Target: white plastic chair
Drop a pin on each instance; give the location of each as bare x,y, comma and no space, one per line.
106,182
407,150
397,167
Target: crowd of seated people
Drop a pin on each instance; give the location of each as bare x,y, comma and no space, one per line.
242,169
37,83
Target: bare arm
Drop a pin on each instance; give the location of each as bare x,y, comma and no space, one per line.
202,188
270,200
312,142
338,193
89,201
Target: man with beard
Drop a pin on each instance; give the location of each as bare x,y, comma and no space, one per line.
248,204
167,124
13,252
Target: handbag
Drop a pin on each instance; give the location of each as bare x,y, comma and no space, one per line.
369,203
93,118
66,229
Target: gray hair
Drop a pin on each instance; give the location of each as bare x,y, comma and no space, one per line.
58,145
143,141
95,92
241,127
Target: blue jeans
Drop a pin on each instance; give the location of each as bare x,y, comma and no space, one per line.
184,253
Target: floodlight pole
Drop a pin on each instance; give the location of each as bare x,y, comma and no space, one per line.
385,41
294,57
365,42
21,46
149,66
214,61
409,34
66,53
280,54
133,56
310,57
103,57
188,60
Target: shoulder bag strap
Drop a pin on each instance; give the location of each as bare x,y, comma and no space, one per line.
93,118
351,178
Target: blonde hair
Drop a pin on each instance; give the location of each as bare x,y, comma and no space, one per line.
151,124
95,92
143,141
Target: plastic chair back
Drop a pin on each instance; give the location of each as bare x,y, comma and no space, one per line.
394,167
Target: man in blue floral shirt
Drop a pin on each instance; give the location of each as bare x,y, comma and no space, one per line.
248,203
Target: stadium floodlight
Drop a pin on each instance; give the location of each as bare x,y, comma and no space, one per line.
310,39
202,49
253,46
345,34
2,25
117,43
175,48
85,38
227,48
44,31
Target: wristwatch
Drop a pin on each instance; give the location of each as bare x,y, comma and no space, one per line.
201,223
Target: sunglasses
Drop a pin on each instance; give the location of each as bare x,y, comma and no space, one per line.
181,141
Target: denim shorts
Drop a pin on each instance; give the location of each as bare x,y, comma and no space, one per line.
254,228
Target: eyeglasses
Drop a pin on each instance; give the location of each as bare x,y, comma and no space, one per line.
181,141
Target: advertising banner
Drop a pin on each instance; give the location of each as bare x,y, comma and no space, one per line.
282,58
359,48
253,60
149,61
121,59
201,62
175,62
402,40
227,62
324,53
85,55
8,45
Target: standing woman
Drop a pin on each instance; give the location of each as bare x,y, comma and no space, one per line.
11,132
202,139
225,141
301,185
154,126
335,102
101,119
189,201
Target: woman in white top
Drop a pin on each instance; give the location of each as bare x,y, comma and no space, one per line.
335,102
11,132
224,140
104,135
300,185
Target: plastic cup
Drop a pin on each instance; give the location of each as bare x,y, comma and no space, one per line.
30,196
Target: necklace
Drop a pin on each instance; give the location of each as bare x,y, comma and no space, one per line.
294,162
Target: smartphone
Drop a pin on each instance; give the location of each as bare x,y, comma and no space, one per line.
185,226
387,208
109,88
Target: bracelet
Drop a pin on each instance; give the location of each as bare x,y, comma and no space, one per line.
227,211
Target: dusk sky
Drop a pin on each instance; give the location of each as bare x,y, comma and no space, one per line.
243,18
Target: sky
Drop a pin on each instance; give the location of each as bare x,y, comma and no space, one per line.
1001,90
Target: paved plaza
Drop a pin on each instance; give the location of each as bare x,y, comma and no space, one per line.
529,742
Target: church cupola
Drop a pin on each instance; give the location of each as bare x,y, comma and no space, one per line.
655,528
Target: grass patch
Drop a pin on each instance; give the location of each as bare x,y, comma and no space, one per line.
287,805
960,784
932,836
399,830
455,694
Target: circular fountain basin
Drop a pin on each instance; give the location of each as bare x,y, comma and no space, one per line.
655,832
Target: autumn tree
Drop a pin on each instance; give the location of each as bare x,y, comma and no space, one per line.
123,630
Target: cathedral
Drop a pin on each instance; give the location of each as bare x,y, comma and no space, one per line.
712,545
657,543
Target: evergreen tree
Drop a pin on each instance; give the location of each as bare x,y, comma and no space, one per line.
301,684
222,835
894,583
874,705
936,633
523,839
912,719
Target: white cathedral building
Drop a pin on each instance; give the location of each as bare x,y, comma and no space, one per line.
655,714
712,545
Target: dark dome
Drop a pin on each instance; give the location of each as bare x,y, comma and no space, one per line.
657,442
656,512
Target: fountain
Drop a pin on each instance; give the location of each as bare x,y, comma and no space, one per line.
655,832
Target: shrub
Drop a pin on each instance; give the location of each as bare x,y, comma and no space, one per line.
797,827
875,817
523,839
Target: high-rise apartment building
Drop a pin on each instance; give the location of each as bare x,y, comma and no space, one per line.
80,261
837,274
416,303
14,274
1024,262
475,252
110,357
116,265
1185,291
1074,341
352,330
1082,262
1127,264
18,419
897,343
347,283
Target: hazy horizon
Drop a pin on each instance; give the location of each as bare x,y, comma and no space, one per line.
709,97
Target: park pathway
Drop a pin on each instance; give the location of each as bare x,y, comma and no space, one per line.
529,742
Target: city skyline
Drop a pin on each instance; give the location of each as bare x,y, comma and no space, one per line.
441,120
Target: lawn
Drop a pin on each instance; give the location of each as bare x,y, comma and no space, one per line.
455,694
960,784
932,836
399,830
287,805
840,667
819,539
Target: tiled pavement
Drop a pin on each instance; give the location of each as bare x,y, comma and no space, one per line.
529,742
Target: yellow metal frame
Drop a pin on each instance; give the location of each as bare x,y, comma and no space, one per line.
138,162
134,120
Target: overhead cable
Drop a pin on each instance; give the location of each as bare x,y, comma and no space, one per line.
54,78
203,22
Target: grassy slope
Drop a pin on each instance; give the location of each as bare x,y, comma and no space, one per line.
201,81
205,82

_ _ _ _ _ _ _

> [Task] Can you render the stretch from the line containing "Target: dark dome" through the end of the entries as a two-column CSV with headers input and output? Give one row per entry, putting its text under input and its answer under output, each in a single quoted field with line breaks turned into spaces.

> [Solution to this task]
input,output
"Target: dark dome Drop a pin on each instance; give the location of each as bare x,y, comma and no space, one per line.","657,442 656,512"
"Target: fountain Drop a pin on each instance; give the location of each as bare x,y, comma and no space, one per line.","655,832"
"Target: shrub Drop a pin on each instance; give the location of each as bare x,y, comma and no space, one per line.","797,827 875,817 523,839"
"Target: high-rise apartment building Drop a pin on each instance; give the location of each as bare x,y, comma and no space, one per line.","80,261 837,274 416,303 14,274 1024,262 475,252 110,357 116,265 1185,291 1074,341 352,330 1082,262 1127,264 18,419 897,343 347,283"
"Target: hazy horizon Drop a pin on each instance; give the location of each as bare x,y, comma and no space, one per line.","709,97"
"Target: park pathway Drop a pin on each instance; give the location of each as bare x,y, comma and no space, one per line.","529,742"
"Target: city skyline Drop a pin on each instance; give the location of each as bare x,y, comma and no space, one per line.","441,120"
"Target: lawn Drop a pin on each instance; give the location of each as bare x,y, comma and no space, one per line.","455,694 960,784 932,836 399,830 287,805 840,667 819,539"
"Target: tiled pavement Drop a pin on each instance; give the location of each as bare x,y, comma and no space, one per line.","529,742"
"Target: yellow metal frame Drop a pin on each instance; give the location of each as bare x,y, comma and no space, one per line.","138,162 134,120"
"Target: overhead cable Drop a pin on each instance; give the location of each as bare x,y, comma and no space, one per line.","54,78 203,22"
"Target: grassy slope Drop a pin on each instance; give the location of each as bare x,y, comma and no space, one per line.","201,81 205,82"